» Given problem
State only the number of lines in the items below that contain the string "bush".

[START]

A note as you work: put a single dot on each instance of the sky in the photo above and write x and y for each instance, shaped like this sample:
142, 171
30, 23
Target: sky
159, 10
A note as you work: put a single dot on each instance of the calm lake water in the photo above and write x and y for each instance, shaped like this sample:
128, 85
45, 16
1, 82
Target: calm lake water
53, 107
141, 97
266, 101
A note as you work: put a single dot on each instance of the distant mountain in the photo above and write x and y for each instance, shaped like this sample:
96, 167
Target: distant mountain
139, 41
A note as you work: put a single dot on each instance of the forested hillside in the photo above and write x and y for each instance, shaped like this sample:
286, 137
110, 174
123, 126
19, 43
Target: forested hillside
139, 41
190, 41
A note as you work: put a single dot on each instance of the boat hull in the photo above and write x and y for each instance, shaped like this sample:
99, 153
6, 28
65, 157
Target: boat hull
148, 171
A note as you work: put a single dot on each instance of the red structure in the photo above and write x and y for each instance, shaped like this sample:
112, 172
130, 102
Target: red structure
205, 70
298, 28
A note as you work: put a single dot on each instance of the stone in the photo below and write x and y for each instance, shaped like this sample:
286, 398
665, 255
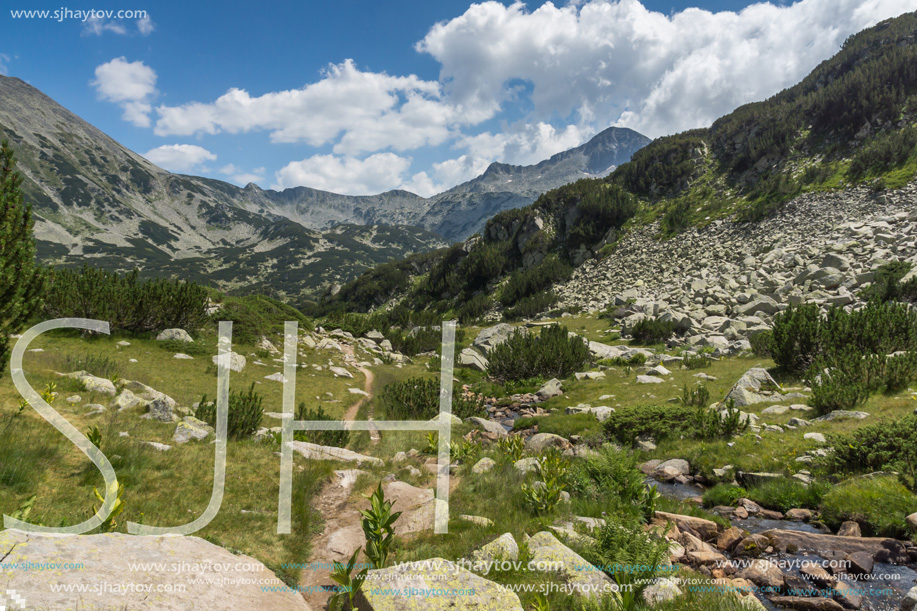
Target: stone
912, 521
159, 409
910, 601
488, 426
178, 335
314, 451
470, 357
805, 603
860, 564
550, 555
191, 428
540, 442
503, 547
707, 529
235, 362
747, 391
849, 529
661, 590
108, 558
763, 573
464, 589
799, 515
493, 336
126, 400
483, 466
552, 388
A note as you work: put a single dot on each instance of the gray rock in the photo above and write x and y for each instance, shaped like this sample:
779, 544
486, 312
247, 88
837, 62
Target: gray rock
483, 466
551, 388
469, 357
179, 335
487, 425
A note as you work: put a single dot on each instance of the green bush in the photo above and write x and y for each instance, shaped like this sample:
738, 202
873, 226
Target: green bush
879, 504
551, 354
657, 421
652, 330
338, 439
530, 307
418, 399
723, 495
885, 446
785, 494
129, 304
243, 417
761, 342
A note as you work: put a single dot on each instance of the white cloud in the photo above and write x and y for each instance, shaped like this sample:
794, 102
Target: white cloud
145, 26
601, 62
347, 175
96, 26
179, 157
129, 84
366, 111
239, 176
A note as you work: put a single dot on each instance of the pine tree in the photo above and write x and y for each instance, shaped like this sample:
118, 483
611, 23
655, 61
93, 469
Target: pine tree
21, 279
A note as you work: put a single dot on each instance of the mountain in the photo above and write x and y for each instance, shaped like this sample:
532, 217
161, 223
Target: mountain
851, 123
97, 202
463, 210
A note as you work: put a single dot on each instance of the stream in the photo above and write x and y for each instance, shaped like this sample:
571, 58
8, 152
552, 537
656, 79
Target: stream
891, 580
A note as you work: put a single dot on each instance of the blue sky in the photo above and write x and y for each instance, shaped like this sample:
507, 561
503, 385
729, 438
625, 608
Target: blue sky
362, 96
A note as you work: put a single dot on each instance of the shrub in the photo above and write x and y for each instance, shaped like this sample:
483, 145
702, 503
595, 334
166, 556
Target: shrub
879, 504
530, 307
886, 446
656, 421
784, 494
551, 354
696, 361
243, 417
129, 304
418, 399
761, 343
723, 495
652, 330
339, 439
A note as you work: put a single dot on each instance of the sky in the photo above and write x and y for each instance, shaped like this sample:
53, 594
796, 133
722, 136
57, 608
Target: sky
364, 96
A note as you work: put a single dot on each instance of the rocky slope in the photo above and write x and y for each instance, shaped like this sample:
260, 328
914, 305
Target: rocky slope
726, 279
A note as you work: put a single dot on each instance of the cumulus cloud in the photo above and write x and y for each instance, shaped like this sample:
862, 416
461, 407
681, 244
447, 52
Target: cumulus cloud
241, 177
601, 62
179, 157
362, 111
347, 175
129, 84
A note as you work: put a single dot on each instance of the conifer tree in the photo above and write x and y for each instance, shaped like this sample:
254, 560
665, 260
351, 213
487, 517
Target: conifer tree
21, 279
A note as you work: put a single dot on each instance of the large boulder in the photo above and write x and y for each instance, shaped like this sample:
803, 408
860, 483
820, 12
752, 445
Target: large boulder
469, 357
110, 559
747, 390
548, 554
494, 336
178, 335
435, 584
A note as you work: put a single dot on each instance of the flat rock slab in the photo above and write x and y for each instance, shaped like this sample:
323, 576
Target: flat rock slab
432, 585
316, 452
106, 560
820, 544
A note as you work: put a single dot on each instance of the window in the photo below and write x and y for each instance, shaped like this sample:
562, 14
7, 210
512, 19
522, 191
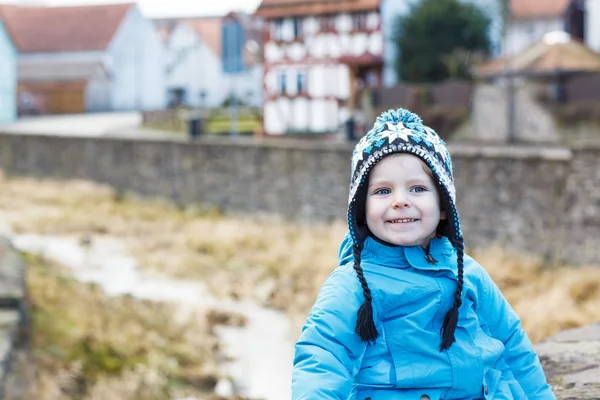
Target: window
327, 23
282, 82
301, 82
297, 23
359, 21
276, 28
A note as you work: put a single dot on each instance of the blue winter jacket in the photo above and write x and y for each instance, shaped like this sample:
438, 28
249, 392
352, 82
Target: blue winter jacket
492, 357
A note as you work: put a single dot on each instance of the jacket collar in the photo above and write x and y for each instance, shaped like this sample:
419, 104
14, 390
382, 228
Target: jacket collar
440, 249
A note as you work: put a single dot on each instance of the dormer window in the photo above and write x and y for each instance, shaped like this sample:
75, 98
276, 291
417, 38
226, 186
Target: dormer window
327, 23
359, 21
297, 24
276, 29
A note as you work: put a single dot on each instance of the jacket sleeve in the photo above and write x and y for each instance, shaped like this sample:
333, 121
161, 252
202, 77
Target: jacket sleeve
328, 353
519, 354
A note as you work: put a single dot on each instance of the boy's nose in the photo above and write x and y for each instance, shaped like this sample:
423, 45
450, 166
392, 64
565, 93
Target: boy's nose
400, 201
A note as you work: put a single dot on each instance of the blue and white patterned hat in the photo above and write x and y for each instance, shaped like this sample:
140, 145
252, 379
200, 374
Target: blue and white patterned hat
400, 131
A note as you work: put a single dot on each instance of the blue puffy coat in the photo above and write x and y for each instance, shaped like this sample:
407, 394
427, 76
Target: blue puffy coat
492, 357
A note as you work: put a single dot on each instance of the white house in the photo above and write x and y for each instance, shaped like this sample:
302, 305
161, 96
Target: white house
592, 24
8, 77
318, 56
531, 20
194, 69
88, 58
195, 75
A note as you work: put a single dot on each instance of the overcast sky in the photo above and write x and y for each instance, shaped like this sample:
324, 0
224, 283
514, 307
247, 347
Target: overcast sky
164, 8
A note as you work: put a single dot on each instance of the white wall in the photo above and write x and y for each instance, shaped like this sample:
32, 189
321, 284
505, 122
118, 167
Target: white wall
200, 69
523, 33
137, 65
8, 78
592, 24
98, 93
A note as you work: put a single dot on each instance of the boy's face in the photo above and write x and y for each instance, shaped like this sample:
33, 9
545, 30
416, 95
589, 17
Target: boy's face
403, 204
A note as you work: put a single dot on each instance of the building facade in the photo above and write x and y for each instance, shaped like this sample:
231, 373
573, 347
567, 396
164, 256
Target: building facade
318, 58
87, 58
8, 77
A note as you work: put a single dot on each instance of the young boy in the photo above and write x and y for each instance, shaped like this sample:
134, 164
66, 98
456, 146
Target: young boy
407, 315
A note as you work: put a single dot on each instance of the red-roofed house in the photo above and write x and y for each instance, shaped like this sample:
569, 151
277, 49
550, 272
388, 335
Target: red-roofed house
87, 58
318, 55
530, 20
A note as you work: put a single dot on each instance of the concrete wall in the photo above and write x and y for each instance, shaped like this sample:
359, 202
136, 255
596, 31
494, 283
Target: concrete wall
534, 199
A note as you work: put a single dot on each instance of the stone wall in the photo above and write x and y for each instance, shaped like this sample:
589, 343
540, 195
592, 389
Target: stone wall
534, 199
489, 122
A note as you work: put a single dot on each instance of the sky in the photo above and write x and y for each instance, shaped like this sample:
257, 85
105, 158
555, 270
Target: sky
164, 8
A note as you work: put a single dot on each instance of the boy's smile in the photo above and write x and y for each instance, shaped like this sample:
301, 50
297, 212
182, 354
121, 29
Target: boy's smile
403, 204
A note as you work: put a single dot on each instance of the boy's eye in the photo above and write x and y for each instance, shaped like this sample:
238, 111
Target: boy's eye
383, 191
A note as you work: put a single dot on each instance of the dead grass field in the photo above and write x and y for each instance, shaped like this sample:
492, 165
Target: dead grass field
85, 345
277, 263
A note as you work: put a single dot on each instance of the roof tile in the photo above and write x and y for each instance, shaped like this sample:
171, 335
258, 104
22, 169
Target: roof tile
63, 29
538, 8
285, 8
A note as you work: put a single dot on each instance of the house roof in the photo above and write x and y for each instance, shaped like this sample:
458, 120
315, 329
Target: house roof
556, 52
285, 8
538, 8
63, 29
209, 30
58, 71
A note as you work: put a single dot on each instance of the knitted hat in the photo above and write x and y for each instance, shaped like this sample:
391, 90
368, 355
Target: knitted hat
401, 131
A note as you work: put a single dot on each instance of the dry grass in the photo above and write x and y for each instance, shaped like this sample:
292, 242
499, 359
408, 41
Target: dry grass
90, 347
277, 263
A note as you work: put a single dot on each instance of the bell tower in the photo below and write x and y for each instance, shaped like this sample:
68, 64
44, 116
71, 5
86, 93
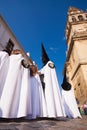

[END]

» The answer
2